▶ **Short exercise**
Repeat word for word the lines of the records below, from the line containing "Locate the woman's face" up to and including the final line of the records.

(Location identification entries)
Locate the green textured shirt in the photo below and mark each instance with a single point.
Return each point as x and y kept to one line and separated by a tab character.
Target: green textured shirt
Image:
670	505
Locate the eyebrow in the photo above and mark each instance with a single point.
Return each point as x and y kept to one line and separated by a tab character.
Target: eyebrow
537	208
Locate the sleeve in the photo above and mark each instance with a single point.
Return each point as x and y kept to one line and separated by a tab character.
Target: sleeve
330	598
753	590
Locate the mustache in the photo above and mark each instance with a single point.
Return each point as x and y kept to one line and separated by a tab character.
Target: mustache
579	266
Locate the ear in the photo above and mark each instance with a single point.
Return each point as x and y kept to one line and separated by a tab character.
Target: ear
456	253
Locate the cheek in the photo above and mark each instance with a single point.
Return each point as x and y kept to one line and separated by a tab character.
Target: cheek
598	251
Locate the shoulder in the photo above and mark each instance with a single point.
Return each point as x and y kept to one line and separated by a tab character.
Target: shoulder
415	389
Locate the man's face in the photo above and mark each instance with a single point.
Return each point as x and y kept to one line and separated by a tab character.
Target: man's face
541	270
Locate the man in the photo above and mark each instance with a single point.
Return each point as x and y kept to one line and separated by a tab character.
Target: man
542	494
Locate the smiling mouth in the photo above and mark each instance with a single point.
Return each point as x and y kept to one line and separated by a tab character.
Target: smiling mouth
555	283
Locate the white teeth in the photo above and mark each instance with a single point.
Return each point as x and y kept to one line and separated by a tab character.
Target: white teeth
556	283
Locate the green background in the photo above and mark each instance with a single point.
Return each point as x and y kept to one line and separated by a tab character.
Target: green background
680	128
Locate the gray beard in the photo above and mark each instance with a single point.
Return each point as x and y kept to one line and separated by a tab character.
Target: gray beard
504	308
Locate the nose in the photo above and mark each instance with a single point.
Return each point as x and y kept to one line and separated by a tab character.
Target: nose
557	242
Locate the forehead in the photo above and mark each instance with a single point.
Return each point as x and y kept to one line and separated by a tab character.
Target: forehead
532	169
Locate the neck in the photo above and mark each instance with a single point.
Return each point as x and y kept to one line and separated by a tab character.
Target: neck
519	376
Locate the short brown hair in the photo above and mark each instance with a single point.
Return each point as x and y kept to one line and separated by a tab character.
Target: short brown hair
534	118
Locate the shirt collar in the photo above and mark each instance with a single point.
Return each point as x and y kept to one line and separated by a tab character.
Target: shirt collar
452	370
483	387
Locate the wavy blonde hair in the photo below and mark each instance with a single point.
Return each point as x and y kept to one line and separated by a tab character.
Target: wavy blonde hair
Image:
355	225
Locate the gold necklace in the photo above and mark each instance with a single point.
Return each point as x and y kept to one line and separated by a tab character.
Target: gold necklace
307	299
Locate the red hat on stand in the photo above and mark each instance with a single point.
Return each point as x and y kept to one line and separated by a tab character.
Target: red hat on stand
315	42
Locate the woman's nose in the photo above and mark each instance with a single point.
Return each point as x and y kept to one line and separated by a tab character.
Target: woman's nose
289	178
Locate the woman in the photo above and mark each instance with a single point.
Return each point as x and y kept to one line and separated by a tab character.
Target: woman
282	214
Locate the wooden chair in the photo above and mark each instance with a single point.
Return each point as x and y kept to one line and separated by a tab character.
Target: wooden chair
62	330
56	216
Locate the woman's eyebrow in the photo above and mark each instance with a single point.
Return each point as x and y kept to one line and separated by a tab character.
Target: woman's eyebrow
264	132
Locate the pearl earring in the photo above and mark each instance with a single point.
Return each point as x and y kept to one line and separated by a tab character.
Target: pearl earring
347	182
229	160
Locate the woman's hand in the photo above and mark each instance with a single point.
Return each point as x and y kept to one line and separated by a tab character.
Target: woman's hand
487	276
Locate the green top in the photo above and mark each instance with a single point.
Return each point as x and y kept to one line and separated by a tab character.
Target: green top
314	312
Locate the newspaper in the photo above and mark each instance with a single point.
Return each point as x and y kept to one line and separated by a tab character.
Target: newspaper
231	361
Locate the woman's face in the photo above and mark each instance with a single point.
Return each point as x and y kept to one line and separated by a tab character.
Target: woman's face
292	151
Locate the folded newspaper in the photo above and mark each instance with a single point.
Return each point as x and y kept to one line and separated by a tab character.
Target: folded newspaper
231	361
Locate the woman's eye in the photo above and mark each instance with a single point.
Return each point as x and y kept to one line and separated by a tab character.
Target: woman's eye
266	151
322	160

▶ **Task response**
Locate the woman's face in the photo above and mark each instance with a single point.
Return each point as x and y kept to one line and separated by a tab character.
Target: woman's face
292	151
Locate the folded newspaper in the photo above and mark each instance with a single point.
Return each point as x and y kept to one line and separated by a tab character.
Target: folded newspaper
231	361
Locate the woman's eye in the photo above and mark each instance with a single point.
Return each point as x and y kept to one line and separated by a tab character.
Target: woman's eye
266	151
322	160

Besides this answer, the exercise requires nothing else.